* **TASK DETAILS**
Even the shortest line counts, so transcribe all the data exactly.

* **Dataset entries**
========================

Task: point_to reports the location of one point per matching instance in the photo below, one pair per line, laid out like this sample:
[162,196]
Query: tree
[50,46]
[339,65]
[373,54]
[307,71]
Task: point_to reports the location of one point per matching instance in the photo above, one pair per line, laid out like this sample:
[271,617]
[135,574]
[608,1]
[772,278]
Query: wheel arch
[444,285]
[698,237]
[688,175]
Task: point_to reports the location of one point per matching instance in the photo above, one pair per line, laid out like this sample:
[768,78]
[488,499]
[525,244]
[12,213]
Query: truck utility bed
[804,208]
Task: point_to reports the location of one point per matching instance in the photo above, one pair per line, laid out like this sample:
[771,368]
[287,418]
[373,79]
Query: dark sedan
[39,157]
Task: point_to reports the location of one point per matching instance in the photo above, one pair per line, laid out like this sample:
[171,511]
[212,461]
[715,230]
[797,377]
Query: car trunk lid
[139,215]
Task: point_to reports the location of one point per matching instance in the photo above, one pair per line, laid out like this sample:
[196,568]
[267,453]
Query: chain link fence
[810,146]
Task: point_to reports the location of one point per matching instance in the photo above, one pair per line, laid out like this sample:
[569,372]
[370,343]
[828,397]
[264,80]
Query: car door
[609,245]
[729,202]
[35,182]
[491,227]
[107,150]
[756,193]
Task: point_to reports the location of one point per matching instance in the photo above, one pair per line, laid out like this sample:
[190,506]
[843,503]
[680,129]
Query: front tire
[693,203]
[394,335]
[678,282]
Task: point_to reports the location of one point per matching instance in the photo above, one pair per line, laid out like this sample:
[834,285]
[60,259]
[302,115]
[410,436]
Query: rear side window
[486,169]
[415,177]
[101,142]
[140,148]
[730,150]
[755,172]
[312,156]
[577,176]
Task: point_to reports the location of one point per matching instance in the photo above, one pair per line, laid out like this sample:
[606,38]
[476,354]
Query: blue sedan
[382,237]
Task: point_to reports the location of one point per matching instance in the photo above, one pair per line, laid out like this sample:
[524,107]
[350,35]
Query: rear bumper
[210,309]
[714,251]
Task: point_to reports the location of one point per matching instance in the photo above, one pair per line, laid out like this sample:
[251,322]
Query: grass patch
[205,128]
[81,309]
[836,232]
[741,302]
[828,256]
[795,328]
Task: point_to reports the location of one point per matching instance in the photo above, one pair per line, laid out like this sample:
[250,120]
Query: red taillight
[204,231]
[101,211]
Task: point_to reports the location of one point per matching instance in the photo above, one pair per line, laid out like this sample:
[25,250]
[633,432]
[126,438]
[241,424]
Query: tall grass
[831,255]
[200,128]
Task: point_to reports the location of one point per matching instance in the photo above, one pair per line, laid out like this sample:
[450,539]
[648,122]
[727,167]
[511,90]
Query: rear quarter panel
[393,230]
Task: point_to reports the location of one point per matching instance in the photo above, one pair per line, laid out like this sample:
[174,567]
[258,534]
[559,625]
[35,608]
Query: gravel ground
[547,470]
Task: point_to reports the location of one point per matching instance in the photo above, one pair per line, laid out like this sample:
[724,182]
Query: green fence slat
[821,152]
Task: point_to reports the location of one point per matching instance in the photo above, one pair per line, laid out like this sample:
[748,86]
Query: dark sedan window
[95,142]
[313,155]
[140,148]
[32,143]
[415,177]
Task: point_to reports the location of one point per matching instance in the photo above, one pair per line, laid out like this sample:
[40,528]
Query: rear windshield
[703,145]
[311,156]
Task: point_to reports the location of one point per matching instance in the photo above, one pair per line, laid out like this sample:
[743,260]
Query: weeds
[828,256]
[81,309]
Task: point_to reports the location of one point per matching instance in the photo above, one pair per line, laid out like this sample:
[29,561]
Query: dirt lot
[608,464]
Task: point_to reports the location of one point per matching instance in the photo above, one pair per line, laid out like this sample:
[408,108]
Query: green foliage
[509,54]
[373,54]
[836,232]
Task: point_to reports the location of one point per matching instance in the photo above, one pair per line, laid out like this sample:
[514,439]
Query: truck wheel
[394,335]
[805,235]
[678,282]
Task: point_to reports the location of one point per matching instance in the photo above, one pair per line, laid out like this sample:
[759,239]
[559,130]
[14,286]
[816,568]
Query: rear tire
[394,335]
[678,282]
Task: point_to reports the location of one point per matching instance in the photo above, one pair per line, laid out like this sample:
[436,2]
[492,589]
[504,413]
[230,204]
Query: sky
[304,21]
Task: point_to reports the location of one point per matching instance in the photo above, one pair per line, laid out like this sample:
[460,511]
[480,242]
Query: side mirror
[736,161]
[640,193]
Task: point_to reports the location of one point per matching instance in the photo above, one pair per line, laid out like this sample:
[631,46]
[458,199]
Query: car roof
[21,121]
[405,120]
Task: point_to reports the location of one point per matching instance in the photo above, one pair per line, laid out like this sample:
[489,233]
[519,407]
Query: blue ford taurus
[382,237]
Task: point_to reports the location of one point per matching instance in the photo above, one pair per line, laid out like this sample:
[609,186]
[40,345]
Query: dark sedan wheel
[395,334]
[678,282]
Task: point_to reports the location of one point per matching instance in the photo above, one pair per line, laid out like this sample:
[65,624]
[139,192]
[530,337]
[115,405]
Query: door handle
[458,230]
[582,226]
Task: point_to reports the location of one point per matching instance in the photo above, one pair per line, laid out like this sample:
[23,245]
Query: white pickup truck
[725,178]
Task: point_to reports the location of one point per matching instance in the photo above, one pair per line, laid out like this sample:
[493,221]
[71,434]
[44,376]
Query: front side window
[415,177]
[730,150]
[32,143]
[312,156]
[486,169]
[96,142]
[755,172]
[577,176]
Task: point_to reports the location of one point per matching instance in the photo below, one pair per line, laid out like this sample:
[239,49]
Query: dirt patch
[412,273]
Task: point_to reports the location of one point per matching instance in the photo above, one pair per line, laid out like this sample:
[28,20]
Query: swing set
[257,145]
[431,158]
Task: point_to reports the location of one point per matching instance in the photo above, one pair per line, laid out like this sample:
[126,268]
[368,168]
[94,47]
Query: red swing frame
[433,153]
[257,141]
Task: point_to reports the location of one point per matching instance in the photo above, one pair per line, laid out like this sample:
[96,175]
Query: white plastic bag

========================

* **ANSWER**
Task: point_to reports the location of one point per matching instance in the photo below, one pair per line, laid out like this sample:
[162,196]
Query: tree
[50,46]
[339,65]
[373,54]
[307,71]
Task: point_to reports the location of one point per matching instance in the photo above, one pair per line, laid out like this sample:
[271,617]
[135,574]
[608,1]
[772,278]
Query: wheel arch
[444,285]
[698,237]
[688,175]
Task: point_to reports the location of one point per matching instance in the photo above, one pair per line, laid out like this sample:
[768,78]
[488,499]
[525,244]
[12,213]
Query: truck utility bed
[804,208]
Task: point_to reports the location of one point per matching instance in the photo above, one pair per line, laid out like this sample:
[771,368]
[287,418]
[373,79]
Query: dark sedan
[39,157]
Task: point_to reports the location of one point per matching instance in the photo above, one pair per line, laid out like this sample:
[171,511]
[212,461]
[715,230]
[797,377]
Query: car trunk lid
[139,215]
Task: point_to reports the location of one point per matching instance in the photo above, one pair per line, laid out like this sample:
[196,568]
[267,453]
Query: chain link fence
[810,146]
Task: point_to reports the location of one point per matching instance in the photo above, one pair per line, laid out like this sample:
[569,372]
[370,343]
[828,397]
[264,80]
Query: car door
[609,245]
[729,202]
[35,182]
[491,227]
[107,150]
[756,193]
Task: point_to reports the location of one point per matching instance in the photo above, one pair per line, laid out like this sample:
[190,506]
[843,503]
[680,129]
Query: front tire
[693,203]
[394,335]
[678,282]
Task: point_to reports the location of one point per matching instance in the photo above, one pair per line, laid out like this sample:
[834,285]
[60,259]
[302,115]
[410,436]
Query: rear side window
[486,169]
[415,177]
[101,142]
[140,148]
[730,150]
[755,172]
[312,156]
[577,176]
Task: point_to reports the location of one point per matching instance in the photo above, one pair per line, laid out like this sample:
[606,38]
[476,354]
Query: blue sedan
[382,237]
Task: point_to reports the location of one point per matching instance in the photo above, one pair per line, laid out like this sample:
[524,107]
[350,35]
Query: rear bumper
[210,309]
[714,251]
Task: point_to reports the location of one point per matching instance in the photo above, one pair per line, laid out like this sample:
[251,322]
Query: grass patch
[205,128]
[81,309]
[836,232]
[741,302]
[828,256]
[795,328]
Task: point_to reports the location of one point per matching instance in the photo above, one pair per line, laid out like this sample:
[250,120]
Query: red taillight
[204,231]
[101,211]
Task: point_to reports the location of one point per matching instance in the photo above, one pair per line, laid out like this sample:
[25,250]
[633,432]
[126,438]
[241,424]
Query: tall grass
[831,255]
[200,128]
Task: point_to reports the location of one point per matching instance in the photo above, one pair per line, laid out like this sample:
[450,539]
[648,122]
[727,167]
[511,90]
Query: rear quarter panel
[393,230]
Task: point_to reports the location of one point per matching instance in the photo above, one pair per line, laid out like this sample:
[174,567]
[258,534]
[559,625]
[35,608]
Query: gravel ground
[547,470]
Task: point_to reports the location of one point per matching instance in the photo above, one pair per line, laid out like this sample:
[724,182]
Query: green fence slat
[821,152]
Task: point_to reports the location of one point per matching instance in the photo above, one pair per line, laid out like this sample:
[748,86]
Query: dark sedan window
[95,142]
[313,155]
[140,148]
[32,143]
[415,177]
Task: point_to reports the location of one point per matching instance in the photo above, one pair per line, laid out like this sample:
[40,528]
Query: rear windshield
[703,145]
[311,156]
Task: point_to reports the location of one point per matching instance in the photo above, one pair per line, laid out like this sample:
[743,260]
Query: weeds
[828,256]
[81,309]
Task: point_to reports the location of one point per matching instance in the photo above, one pair per line, laid out like this sample:
[29,561]
Query: dirt lot
[608,464]
Task: point_to reports the location of one point per matching instance in the photo above, one pair per line, laid out like this sample:
[408,108]
Query: green foliage
[509,54]
[373,54]
[836,232]
Task: point_to reports the location of one point per matching instance in the photo above, one pair per line, laid out like this sample:
[514,439]
Query: truck wheel
[394,335]
[805,235]
[678,282]
Task: point_to reports the location of one point per matching instance in the photo above, one pair per line, laid out like this sample:
[759,239]
[559,130]
[14,286]
[816,568]
Query: rear tire
[394,335]
[678,282]
Task: point_to reports the location of one point per matching instance in the photo above, one pair per line, laid out like this sample:
[436,2]
[492,589]
[504,413]
[230,204]
Query: sky
[304,21]
Task: point_to reports the location of one point per matching instance in the photo above, one pair per line, laid out like this sample:
[460,511]
[480,242]
Query: side mirror
[736,161]
[640,193]
Task: point_to reports the location of one point per matching instance in the photo above, one pair per line, laid out like this sample:
[631,46]
[458,199]
Query: car roof
[21,121]
[405,120]
Task: point_to reports the location of one point per matching instance in the photo above, one pair per line, laid out like this sample:
[489,233]
[519,407]
Query: blue ford taurus
[382,237]
Task: point_to reports the location of one point per matching instance in the photo above, one pair per line, laid out like this sample:
[609,186]
[40,345]
Query: dark sedan wheel
[395,334]
[678,282]
Task: point_to reports the location of one point per matching instance in the photo above, one pair per line, laid out like this sample:
[65,624]
[139,192]
[530,337]
[115,405]
Query: door handle
[458,230]
[582,226]
Task: point_to reports the location of one point per matching instance in the photo above, one pair per line, laid out like this sample:
[23,245]
Query: white pickup truck
[725,178]
Task: point_to reports the location of one point per matching instance in the photo above, one pair per line, laid out like this sample:
[493,221]
[71,434]
[44,376]
Query: front side window
[415,177]
[730,150]
[32,143]
[312,156]
[486,169]
[96,142]
[755,172]
[577,176]
Task: point_to reports the location of one point per matching instance in the photo below, one pair per line, laid out like this sample:
[239,49]
Query: dirt patch
[412,273]
Task: point_to reports the location of one point per matching instance in the photo above, one pair per line, laid out like this sample:
[28,20]
Query: swing set
[257,145]
[431,158]
Task: point_to reports the location of one point per matching instance in the photo above, one pair per line, laid out like this sample:
[126,268]
[368,168]
[94,47]
Query: red swing frame
[433,153]
[257,141]
Task: point_to reports the location of one point per matching instance in the photo above, one pair per line, laid out like this sample:
[96,175]
Query: white plastic bag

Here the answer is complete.